## READING PASSAGE

--------

Hurricane Georges Rainfall 1998

Hurricane Georges: A Comparison of Gage Rainfall and WSR-88D Storm Total Precipitation

Mark W. Rose
National Weather Service
Birmingham, Alabama

INTRODUCTION

Hurricane Georges proved to be a costly and destructive tropical cyclone for much of the Carribean and Florida Keys. For the central Gulf Coast States, however, the hurricane was known more for its excessive rainfall. The brunt of the heavy rainfall (up to 2 feet in some areas) occurred over the panhandle of Florida and southern Alabama (Fig. 1). The purpose of this study is to determine how well the WSR-88D's Precipitation Processing System performed during this heavy rainfall event.

One of the benefits of the WSR-88D is its ability to estimate rainfall amounts based on the relationship between reflectivity and rainfall rates, commonly referred to as a Z-R relationship. Many radar sites have reported the WSR-88D's Precipitation Processing System was underestimating rainfall amounts in tropical environments. A study in 1995 by the WSR-88D Operational Support Facility found that during tropical/warm process rain events, the Rosenfeld Z-R relationship (Z=250R^1.2) worked better than the default Z-R relationship (Z=300R^1.4). Radar sites located in or near tropical climates have the authority to change from the default to the Rosefeld Z-R relationship when experiencing warm/tropical rain events. The radars sites used in this study; Birmingham (KBMX), Maxwell AFB (KMXX), and Fort Rucker (KEOX), were utilizing the Rosenfeld Z-R relationship during the heavy rainfall event caused by Hurricane Georges.

DATA COLLECTION/ANALYSES

The first task was to collect rainfall reports across the region so that a good sampling of data was achieved from the area significantly impacted by Hurricane Georges. Cooperative observers (co-ops) provide a great spatial network of daily rainfall reports. In addition to co-ops, rainfall data was also collected from several ASOS (Automated Surface Observing System) and military sites.

The next step was to match gage sites with rainfall totals from the WSR-88D's Storm Total Precipitation (STP) products;

• Figure 2. STP KBMX or Shelby County Airport
• Figure 3. STP KMXX or Maxwell AFB Radar just east of Montgomery
• Figure 4. STP KEOX or DOD Fort Rucker radar site.

--------

## RAW DATA
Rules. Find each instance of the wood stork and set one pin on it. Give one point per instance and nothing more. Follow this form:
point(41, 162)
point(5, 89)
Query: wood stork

--------

## DIRECTION A
According to the Hurricane Georges rainfall study, which Z-R relationship did a 1995 study find worked better than the default during tropical or warm process rain events?
## DIRECTION B
Continue the Hurricane Georges rainfall study from the point where it ends.

## EXPECTED ANSWER A
The Rosenfeld Z-R relationship (Z=250R^1.2).

## EXPECTED ANSWER B
The WSR-88D's precipitation processing system inputs accumulated rainfall amounts into 1^o X .54 nmi bins. Adjacent bins along a radar beam radial are averaged to get the final STP product resolution, which is 1^o x 1.1 nmi. The rainfall bins are assigned color codes, according to pre-determined rainfall ranges. Since accumulated rainfall bins from the STP product are assigned ranges and not singular values, a system of estimating rainfall totals had to be established. If a gage site was clearly within a colored range bin, then the estimated radar total was assigned the mid-point of the range (e.g., range 2.5-2.9 inches; estimated total equals 2.7 inches). If the gage site was near the boundary of two colors, the estimated radar total was assigned the minimum threshold of the higher range (e.g., gage site between 2.0-2.4 and 2.5-2.9 inches; estimated total equals 2.5 inches).

The WSR-88D's graphical display system has a mouse-controlled cursor which can be set to display latitude and longitude (L/L) coordinates. The National Climatic Data Center (NCDC) has a web site, http://www.ncdc.noaa.gov/ which contains geographical and historical information on various types of weather observing stations. L/L coordinates for each gage site used in this study were acquired from the NCDC. The L/L coordinates for each gage site can be manually entered into the radar display system, allowing the operator to project the cursor to the exact location of the gage site.

A simple mathematical comparison (R_{radar -} R_gage) was done between estimated WSR-88D rainfall and gage rainfall. The difference (inches) for each gage site was plotted on a map of Alabama and northwest Florida (Figs. 5,6,7 see below). Negative values indicate WSR-88D totals were less than gage totals. The value (ND) means that the gage site was either outside the 125 nmi. range of the radar, or that the data was obscured due to forced clutter suppression close to the radar site. The forced clutter suppression is indicated by wedge shaped areas extending southwest and northeast from the radar site. These anomalies are along the zero isodop The isodop is a line a equal wind speed., and can be clearly seen on the KBMX and KMXX STP products (Figs. 2,3).

• Figure 5: The KBMX radar estimated totals were lower than gage totals at 79% of the stations. As expected, the deficiencies were cumulative, with the highest deficiencies at those stations with the higher rainfall amounts. This shows the highest radar/gage differences were located four counties south of the radar, near the northern edge of maximum rainfall totals. Radar/gage differences were not range dependent, as some of the smallest differences were located over southeast and southwest Alabama, near the edge of the radar range.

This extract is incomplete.